## Exercise directions
Print every record below exactly as it stands, but leave out the pictures.

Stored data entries

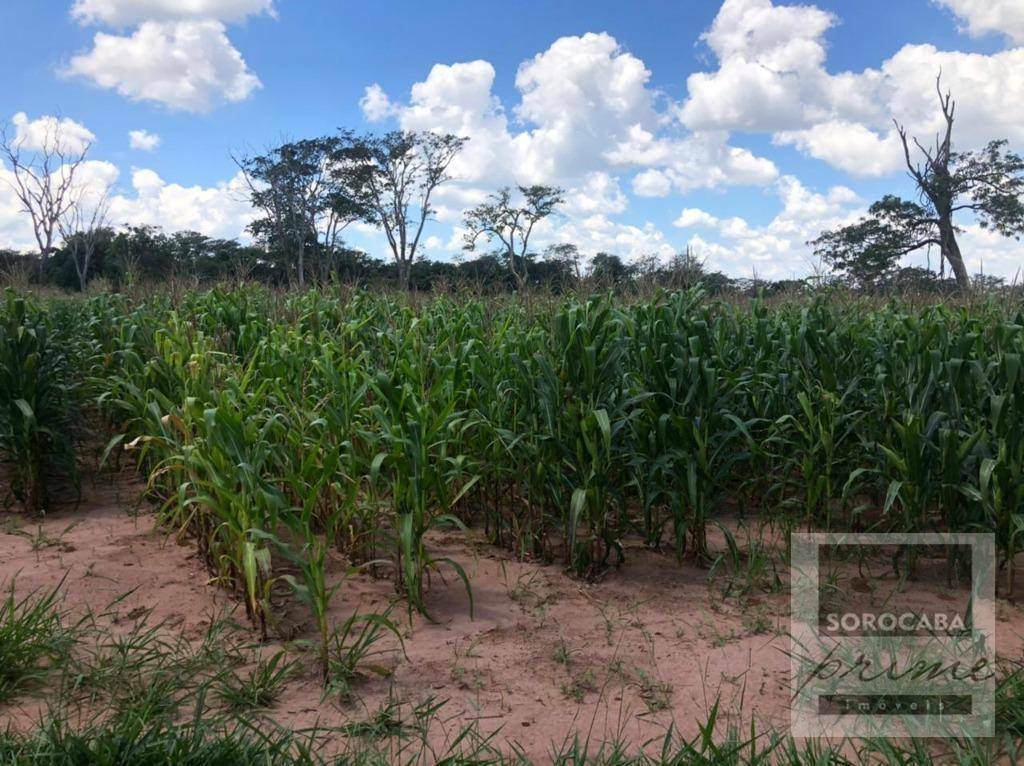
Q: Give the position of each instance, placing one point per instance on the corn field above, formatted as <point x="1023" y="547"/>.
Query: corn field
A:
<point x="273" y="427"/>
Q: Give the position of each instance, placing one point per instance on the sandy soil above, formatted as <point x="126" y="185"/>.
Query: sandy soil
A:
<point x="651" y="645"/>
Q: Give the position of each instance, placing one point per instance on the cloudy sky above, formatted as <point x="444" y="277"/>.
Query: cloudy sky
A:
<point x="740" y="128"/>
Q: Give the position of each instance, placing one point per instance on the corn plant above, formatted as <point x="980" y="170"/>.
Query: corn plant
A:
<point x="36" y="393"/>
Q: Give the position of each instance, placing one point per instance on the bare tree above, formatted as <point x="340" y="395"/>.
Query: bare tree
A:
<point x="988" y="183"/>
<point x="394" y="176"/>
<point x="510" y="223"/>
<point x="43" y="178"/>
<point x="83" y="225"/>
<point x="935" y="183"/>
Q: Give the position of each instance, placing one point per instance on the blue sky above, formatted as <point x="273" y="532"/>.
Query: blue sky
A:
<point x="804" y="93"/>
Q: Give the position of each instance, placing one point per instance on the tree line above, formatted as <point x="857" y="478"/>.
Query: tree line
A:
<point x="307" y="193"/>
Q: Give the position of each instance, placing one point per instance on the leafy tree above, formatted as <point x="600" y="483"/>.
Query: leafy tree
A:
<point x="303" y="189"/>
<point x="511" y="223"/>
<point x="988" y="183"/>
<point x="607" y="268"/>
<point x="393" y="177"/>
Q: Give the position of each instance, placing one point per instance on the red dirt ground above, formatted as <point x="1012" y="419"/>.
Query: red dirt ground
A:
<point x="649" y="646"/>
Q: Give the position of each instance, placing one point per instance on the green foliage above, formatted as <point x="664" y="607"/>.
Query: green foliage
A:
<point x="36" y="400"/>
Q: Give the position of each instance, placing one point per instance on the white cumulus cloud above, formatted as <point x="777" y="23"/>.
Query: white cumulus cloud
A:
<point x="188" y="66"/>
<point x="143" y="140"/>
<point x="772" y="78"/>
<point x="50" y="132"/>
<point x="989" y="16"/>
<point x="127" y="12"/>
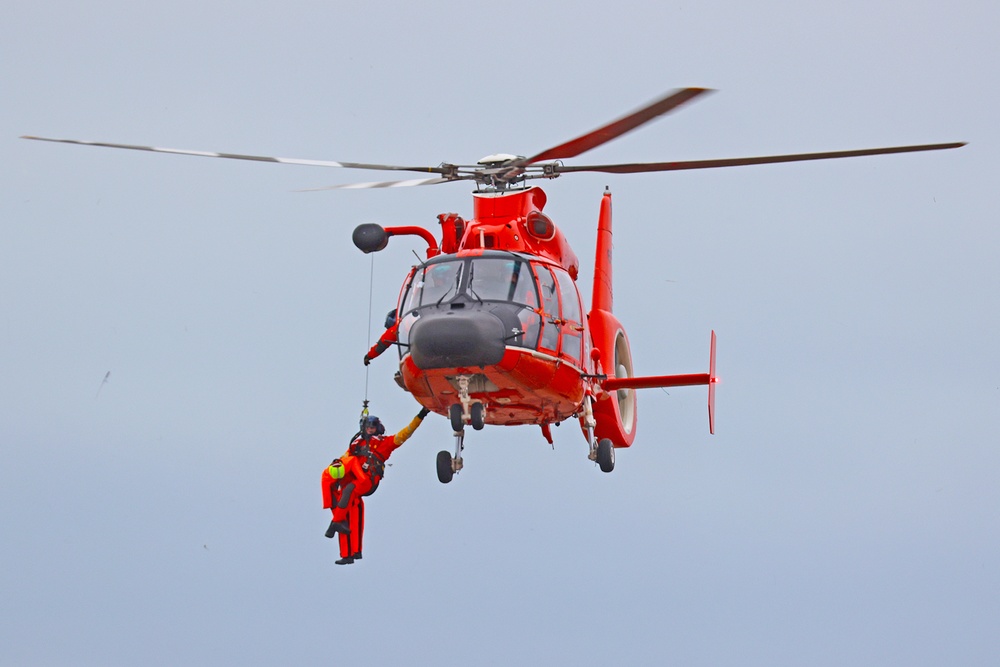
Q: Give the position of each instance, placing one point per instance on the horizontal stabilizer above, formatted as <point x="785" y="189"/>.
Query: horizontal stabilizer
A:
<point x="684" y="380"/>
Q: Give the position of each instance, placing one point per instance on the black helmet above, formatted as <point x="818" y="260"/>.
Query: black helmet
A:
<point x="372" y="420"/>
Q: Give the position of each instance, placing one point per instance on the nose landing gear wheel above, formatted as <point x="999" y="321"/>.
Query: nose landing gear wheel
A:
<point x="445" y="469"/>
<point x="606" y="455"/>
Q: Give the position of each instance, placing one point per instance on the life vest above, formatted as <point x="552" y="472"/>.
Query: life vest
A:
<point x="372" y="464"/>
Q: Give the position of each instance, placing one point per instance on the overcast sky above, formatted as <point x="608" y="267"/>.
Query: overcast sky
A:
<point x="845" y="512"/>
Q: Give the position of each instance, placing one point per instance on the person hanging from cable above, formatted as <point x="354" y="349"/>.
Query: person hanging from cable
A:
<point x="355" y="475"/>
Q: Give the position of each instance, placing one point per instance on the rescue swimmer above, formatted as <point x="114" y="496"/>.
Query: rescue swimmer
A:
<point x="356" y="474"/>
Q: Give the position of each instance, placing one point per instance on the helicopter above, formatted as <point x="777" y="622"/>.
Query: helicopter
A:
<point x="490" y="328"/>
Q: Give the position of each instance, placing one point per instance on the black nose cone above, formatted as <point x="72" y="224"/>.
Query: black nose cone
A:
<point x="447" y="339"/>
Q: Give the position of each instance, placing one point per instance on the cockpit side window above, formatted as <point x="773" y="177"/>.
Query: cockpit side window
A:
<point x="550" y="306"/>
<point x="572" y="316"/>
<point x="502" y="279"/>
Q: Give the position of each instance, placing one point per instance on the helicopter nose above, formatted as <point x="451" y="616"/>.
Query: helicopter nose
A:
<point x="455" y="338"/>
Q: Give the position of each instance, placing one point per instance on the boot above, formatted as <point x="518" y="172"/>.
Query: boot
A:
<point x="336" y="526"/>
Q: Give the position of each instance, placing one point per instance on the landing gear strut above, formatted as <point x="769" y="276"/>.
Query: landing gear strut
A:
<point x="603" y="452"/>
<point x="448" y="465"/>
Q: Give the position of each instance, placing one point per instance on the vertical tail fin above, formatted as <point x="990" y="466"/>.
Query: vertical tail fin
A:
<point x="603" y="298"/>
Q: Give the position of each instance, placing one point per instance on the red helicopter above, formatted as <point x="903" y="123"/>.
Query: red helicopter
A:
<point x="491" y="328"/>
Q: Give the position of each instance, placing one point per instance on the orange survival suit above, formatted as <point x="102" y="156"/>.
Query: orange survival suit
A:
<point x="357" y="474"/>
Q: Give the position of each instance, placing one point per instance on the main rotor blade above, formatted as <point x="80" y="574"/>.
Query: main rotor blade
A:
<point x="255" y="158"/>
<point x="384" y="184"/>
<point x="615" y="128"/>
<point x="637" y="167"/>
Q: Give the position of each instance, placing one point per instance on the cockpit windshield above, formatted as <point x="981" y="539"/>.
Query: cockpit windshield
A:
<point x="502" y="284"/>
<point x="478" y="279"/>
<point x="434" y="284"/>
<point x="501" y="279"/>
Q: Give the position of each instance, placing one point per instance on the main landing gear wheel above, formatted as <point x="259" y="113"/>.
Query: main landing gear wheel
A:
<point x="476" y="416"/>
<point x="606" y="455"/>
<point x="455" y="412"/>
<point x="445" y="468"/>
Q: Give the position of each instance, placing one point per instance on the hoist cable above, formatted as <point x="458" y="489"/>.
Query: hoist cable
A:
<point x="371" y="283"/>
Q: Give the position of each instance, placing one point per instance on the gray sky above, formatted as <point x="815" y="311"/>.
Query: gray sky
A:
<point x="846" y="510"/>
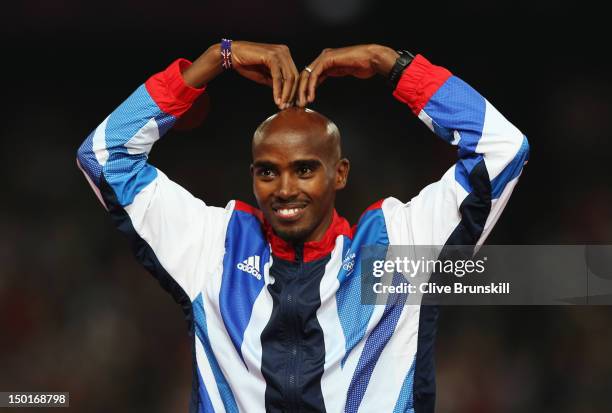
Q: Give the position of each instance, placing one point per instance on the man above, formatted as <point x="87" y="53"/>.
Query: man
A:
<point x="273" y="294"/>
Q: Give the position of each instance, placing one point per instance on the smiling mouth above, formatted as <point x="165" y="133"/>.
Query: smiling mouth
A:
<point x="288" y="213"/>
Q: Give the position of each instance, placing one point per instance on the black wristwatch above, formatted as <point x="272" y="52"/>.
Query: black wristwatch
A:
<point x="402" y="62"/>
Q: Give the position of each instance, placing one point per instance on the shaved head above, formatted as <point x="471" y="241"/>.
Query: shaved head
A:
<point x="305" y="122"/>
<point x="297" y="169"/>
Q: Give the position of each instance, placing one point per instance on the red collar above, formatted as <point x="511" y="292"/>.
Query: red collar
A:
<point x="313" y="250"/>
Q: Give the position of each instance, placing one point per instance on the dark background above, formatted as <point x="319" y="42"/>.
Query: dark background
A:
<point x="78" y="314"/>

## Result for this exercise
Q: Give the position of each instance, placing one point per instance on the corn field above, formatted as <point x="1023" y="547"/>.
Query: corn field
A:
<point x="273" y="427"/>
Q: Give the position of each instance, placing one point per instance on the sandy soil above, formatted as <point x="126" y="185"/>.
Query: sandy soil
A:
<point x="651" y="645"/>
Q: Give the position of each instance, placing one point per instance on the cloudy sky above, formatted as <point x="444" y="277"/>.
Query: cloudy sky
A:
<point x="740" y="128"/>
Q: Give the position of each instance, placing one point per instance on the corn plant above, formatted as <point x="980" y="170"/>.
Query: corn plant
A:
<point x="36" y="393"/>
Q: Give the position of each instance, placing one point per instance on the bare tree above, formatted as <point x="340" y="395"/>.
Query: bare tree
A:
<point x="988" y="183"/>
<point x="394" y="176"/>
<point x="510" y="223"/>
<point x="43" y="178"/>
<point x="83" y="225"/>
<point x="935" y="183"/>
Q: Give the position of each instance, placing one point per instance on the blue sky above, formatted as <point x="273" y="532"/>.
Query: blue sky
A:
<point x="804" y="93"/>
Q: Give the position of each instance, placing one point per instance on the tree line above, formatted as <point x="857" y="478"/>.
Query: tree line
A:
<point x="307" y="193"/>
Q: Give the position of each instance, placing one point per instance on the leafy tree above, formatted as <point x="600" y="483"/>.
Query: leafy tree
A:
<point x="303" y="189"/>
<point x="511" y="223"/>
<point x="988" y="183"/>
<point x="607" y="268"/>
<point x="393" y="177"/>
Q: Give the position of each instance, placing one point per instance on the red dirt ground above, formatted as <point x="1012" y="419"/>.
Query: red dirt ground
A:
<point x="649" y="646"/>
Q: Give the position of each instance, placing one point per instance on the green foliage above, formatted as <point x="664" y="607"/>.
Query: green foliage
A:
<point x="36" y="400"/>
Q: Give the position of each instance, placing one point per instance on the white cumulus cloud above, formatted as <point x="777" y="23"/>.
Query: white cumulus cloud
A:
<point x="188" y="66"/>
<point x="143" y="140"/>
<point x="772" y="78"/>
<point x="50" y="132"/>
<point x="989" y="16"/>
<point x="127" y="12"/>
Q: Give the position of each instance, placing one point per instance on the horizontal stabilizer above, formatted as <point x="785" y="189"/>.
Query: horizontal stabilizer
A:
<point x="684" y="380"/>
Q: Give the position of each instance, placing one point per instance on the black helmet above, formatted as <point x="818" y="260"/>.
Query: black helmet
A:
<point x="372" y="420"/>
Q: Give the position of each instance, placing one point per instance on the nose landing gear wheel above, formatted as <point x="999" y="321"/>.
Query: nose landing gear wheel
A:
<point x="445" y="469"/>
<point x="606" y="455"/>
Q: Give the position of each instance, placing one point per instance on the life vest above, formatted as <point x="552" y="472"/>.
Query: life vest
A:
<point x="372" y="464"/>
Q: Give the position of each instance, placing one point per instance on the overcast sky above, formatted as <point x="608" y="267"/>.
Query: overcast sky
A:
<point x="845" y="512"/>
Q: Give the position of each instance, placing one point per instance on the person hanging from cable above, formatted as <point x="354" y="349"/>.
Query: person hanging from cable
A:
<point x="355" y="475"/>
Q: Give the position of each instance, placing one point per instance on the rescue swimmer above, formatted as <point x="114" y="496"/>.
Query: rescue swimmer
A:
<point x="356" y="474"/>
Q: Give the position of each instance, placing one point per instance on the helicopter above, formatted as <point x="777" y="622"/>.
Query: helicopter
A:
<point x="490" y="328"/>
Q: Give the position of each instance, placing one point per instance on the black nose cone above, formatted as <point x="72" y="224"/>.
Query: black nose cone
A:
<point x="447" y="339"/>
Q: Give the position of each instance, placing one point per instance on the cockpit side window above, formatted as <point x="773" y="177"/>.
Query: cockpit side window
A:
<point x="550" y="306"/>
<point x="572" y="316"/>
<point x="502" y="279"/>
Q: Give the position of each instance, placing one point per instance on the helicopter nose above, formatted as <point x="451" y="616"/>.
Query: helicopter nose
A:
<point x="455" y="338"/>
Q: Give the position of each instance, placing one point per instance on the boot above, formatted as <point x="518" y="172"/>.
Query: boot
A:
<point x="336" y="526"/>
Q: Give the position of each instance, placing one point per instance on the landing gear strut above, formatted as <point x="769" y="276"/>.
Query: landing gear strut
A:
<point x="603" y="452"/>
<point x="448" y="465"/>
Q: Give the position of each instance, placing one point per instance on the vertical tail fin above, formatted as <point x="990" y="466"/>.
Query: vertical tail fin
A:
<point x="603" y="298"/>
Q: Give the position of each instance, placing one point per instance on the red helicopter above, formatted as <point x="903" y="123"/>.
Query: red helicopter
A:
<point x="491" y="328"/>
Q: Give the position of each instance, placing one point per instance on the orange survival suit above, formatted as <point x="102" y="156"/>.
Query: orange survival suit
A:
<point x="357" y="474"/>
Q: Give the position of each instance, placing one point per instance on the main rotor blade above, formatted as <point x="80" y="574"/>.
Query: main rotor blade
A:
<point x="255" y="158"/>
<point x="384" y="184"/>
<point x="615" y="128"/>
<point x="637" y="167"/>
Q: Give the position of each instance, placing one point per instance on the cockpit windshield above, formatted as <point x="981" y="539"/>.
Query: cockpit windshield
A:
<point x="502" y="284"/>
<point x="478" y="279"/>
<point x="434" y="284"/>
<point x="501" y="279"/>
Q: Give the position of each instance, placing one point per instance on the main landing gear wheel above, formatted as <point x="259" y="113"/>.
Query: main landing gear wheel
A:
<point x="476" y="416"/>
<point x="606" y="455"/>
<point x="455" y="412"/>
<point x="445" y="468"/>
Q: Give the position of each instance, placing one point per instance on the hoist cable above, formatted as <point x="458" y="489"/>.
Query: hoist cable
A:
<point x="371" y="283"/>
Q: Give the position of each instance, placing one point per instance on the gray sky above, formatted as <point x="815" y="311"/>.
Query: gray sky
A:
<point x="846" y="510"/>
Q: Give the position of each instance, placing one point per instance on the man above, formatted as <point x="87" y="53"/>.
Query: man
A:
<point x="273" y="294"/>
Q: Give the position of each instance, placing one point per instance on the smiling mouth above, formatted as <point x="165" y="133"/>.
Query: smiling mouth
A:
<point x="288" y="213"/>
Q: Give the position of each instance, placing one point per instance on the black wristwatch above, formatted as <point x="272" y="52"/>.
Query: black wristwatch
A:
<point x="402" y="62"/>
Q: Give the position of each instance, placing one point per instance on the shaved head above, formatted as <point x="471" y="241"/>.
Query: shaved head
A:
<point x="305" y="122"/>
<point x="297" y="169"/>
Q: Give the position of each instance, placing one point per instance on the red collar above, formatted as <point x="511" y="292"/>.
Query: red collar
A:
<point x="313" y="250"/>
Q: Give the position of each instance, placing one point per instance on the dark background above, formatted as <point x="319" y="42"/>.
Query: dark background
A:
<point x="78" y="314"/>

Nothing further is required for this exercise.